### VORLIEGENDER TEXT ###

Ein Luftbefeuchter in Form eines Qualm speienden Drachen für 1,61 Euro? Donald-Trump-Socken mit angeklebtem Knöchel-Toupet für 2,48 Euro? Eine speziell für Apple-Airpods designte Reinigungsbürste für 88 Cents? Auf Temu, einer App aus dem Hause des chinesischen E-Commerce-Anbieters Pinduoduo, bekommt man alles, was man auf keinen Fall jemals brauchen wird – aber das zu Preisen, bei denen man sich überlegt, ob man nicht vielleicht doch zugreifen sollte.
In Deutschland startete die Firma vergangene Woche mit großer Rabattschlacht und digitalen Glücksrad-Spielen. Bis zu 90 Prozent Nachlass werden dem User auf der App in den ersten Wochen eingeräumt. “Shoppen wie ein Millionär”, lautet einer der Slogans, mit dem Temu nun Europa erobern will. Sprich: Geld spielt, zumindest in der Größenordnung der hier vertretenen Angebote, keine Rolle. In Zeiten hoher Inflation hört sich das verlockend an.
Zeitgleich mit Deutschland startete das Angebot auch in Italien, den Niederlanden, Frankreich, Spanien und Großbritannien. Temu will es in Europa mit Amazon aufnehmen, oder zumindest mit den chinesischen Konkurrenten Shein und Aliexpress, die ebenfalls von China in die EU-Staaten liefern.

### GESPEICHERTE DATEN ###

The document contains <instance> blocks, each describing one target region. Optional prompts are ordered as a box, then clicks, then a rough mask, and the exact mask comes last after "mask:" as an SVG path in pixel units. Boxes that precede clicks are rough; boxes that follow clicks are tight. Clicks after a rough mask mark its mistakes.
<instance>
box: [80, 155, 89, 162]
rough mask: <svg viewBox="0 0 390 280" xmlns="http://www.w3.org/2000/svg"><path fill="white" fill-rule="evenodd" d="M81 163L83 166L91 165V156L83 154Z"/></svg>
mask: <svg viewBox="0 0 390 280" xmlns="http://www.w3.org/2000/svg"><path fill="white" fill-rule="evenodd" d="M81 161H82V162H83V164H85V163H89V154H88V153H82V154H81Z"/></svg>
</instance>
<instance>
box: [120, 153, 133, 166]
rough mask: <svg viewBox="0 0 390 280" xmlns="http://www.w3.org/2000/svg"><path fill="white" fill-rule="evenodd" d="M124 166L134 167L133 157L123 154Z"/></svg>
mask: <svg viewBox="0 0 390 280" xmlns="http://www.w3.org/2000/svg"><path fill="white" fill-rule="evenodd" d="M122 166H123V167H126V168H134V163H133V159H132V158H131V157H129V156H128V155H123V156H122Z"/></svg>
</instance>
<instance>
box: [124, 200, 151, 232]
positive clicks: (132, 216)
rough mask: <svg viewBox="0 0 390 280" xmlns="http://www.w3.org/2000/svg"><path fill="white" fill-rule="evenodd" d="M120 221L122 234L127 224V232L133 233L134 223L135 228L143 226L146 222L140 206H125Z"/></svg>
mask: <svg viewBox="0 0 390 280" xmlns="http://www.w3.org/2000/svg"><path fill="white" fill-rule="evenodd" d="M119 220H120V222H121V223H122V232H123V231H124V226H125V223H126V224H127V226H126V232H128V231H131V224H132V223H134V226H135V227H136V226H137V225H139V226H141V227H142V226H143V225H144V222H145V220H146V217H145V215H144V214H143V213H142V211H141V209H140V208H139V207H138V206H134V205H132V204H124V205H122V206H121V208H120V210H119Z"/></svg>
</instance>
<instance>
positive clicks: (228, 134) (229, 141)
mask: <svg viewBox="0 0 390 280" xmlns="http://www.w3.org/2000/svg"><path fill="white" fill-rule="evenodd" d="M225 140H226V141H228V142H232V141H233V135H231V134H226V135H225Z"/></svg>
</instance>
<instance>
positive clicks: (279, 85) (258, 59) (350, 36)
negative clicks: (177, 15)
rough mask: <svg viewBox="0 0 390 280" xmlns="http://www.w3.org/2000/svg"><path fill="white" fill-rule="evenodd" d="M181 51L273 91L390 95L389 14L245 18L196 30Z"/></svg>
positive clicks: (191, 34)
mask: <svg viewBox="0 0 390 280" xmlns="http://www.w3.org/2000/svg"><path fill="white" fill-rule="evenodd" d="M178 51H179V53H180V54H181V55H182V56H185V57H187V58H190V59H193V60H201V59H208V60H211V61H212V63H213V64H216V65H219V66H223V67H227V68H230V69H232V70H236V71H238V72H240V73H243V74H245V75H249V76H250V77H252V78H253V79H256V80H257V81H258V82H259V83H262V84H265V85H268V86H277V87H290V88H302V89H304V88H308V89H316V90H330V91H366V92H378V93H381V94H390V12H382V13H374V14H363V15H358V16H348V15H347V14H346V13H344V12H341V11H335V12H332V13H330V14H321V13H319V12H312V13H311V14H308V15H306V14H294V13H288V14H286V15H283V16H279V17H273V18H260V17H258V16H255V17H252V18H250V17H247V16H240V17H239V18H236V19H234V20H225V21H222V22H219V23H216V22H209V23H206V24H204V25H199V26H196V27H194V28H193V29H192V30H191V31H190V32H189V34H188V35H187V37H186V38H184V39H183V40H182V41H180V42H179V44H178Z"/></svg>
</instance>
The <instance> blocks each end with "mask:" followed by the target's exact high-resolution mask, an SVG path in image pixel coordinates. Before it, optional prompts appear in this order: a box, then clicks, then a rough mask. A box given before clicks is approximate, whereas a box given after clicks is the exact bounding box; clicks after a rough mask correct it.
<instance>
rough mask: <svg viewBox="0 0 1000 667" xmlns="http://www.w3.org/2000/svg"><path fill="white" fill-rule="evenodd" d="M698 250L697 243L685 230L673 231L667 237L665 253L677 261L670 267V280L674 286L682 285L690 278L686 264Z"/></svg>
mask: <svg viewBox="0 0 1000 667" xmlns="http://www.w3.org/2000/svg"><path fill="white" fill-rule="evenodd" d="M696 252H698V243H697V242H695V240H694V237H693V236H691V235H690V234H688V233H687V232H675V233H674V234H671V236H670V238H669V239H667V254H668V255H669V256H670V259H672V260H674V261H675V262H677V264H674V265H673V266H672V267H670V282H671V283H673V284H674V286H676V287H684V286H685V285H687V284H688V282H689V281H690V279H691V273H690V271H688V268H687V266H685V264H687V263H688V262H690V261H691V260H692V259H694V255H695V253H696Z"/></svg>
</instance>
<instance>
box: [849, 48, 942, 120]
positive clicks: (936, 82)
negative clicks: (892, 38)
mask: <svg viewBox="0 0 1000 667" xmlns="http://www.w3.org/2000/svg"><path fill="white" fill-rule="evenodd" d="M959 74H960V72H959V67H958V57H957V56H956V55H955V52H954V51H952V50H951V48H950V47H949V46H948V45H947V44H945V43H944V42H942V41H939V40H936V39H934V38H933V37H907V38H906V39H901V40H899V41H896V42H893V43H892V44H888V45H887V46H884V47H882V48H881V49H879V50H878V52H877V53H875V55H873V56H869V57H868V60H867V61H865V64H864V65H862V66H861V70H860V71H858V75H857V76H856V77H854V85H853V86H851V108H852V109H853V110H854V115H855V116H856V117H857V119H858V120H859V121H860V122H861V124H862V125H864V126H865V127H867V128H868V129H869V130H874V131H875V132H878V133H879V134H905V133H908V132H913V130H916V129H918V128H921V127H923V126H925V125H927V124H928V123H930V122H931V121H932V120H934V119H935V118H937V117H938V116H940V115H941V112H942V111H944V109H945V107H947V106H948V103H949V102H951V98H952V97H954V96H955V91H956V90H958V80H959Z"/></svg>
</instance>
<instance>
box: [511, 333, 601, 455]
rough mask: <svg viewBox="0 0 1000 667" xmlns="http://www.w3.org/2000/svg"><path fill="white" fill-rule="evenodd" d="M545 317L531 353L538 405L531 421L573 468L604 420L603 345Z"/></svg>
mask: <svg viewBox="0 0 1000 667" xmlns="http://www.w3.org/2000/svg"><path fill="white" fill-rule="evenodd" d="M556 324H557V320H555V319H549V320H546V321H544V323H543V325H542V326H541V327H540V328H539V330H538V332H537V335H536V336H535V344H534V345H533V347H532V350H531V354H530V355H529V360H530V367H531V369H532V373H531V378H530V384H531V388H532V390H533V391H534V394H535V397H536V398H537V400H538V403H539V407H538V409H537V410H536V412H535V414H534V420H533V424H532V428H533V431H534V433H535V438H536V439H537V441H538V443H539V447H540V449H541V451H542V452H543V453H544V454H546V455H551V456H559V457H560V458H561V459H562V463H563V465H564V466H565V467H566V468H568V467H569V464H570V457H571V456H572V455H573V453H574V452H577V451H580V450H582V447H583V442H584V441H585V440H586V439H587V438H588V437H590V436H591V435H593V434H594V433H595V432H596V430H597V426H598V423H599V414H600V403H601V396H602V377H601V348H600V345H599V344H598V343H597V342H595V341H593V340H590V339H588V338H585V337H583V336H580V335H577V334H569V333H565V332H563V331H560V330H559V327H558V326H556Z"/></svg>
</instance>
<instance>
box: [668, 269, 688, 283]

###

> ARBEITSAUFTRAG
a) Gib jede Zeile der Datensätze zurück, in der die Zeichenfolge "negative" vorkommt. Achte dabei auf Groß- und Kleinschreibung.
b) Führe den Text über Temus Start in Europa nach seinem letzten Satz weiter.

> LÖSUNGEN
a)
negative clicks: (177, 15)
negative clicks: (892, 38)

b)
Eigentümer von Temu ist PDD Holdings, die mit der E-Commerce-Plattform Pinduoduo einen der größten Onlinehändler Chinas unterhält. 2022 erzielte das Unternehmen einen Umsatz von 17 Milliarden Euro und vier Milliarden Euro Gewinn nach Steuern. Temu, das anderen chinesischen E-Commerce-Apps im Design ähnelt, versteht sich jedoch nicht als chinesisches, sondern als multinationales Unternehmen, das bislang mit Sitz in Singapur und Boston gemeldet war.
Diese Woche wurde bekannt, dass Temu seinen Hauptsitz nun nach Dublin ins steuerfreundliche Irland verlegt hat. Ein weiteres Indiz für den Expansionswillen in westliche Industriestaaten. Und ein Hinweis darauf, dass man die Kritik und Komplikationen, die Tiktok als Tochterfirma eines chinesischen Unternehmens erdulden muss, so gut es geht vermeiden möchte.
In den USA hat sich Temu seit dem Markteintritt im September 2022 bereits zu einem Überraschungserfolg entwickelt. Die App hält sich seitdem fast durchgängig auf Platz 1 der Downloadcharts in den App-Stores von Google und Apple. Der Bruttowarenwert der über die Plattform abgewickelten Transaktionen stieg laut dem Marktforschungsunternehmen YipitData von drei Millionen US-Dollar im September auf 387 Millionen US-Dollar im März. Geholfen hat Temu dabei eine aggressive Marketingstrategie, die unter anderem auch zwei Werbespots in der Halbzeitpause des Superbowls beinhaltete – für rund 14 Millionen US-Dollar.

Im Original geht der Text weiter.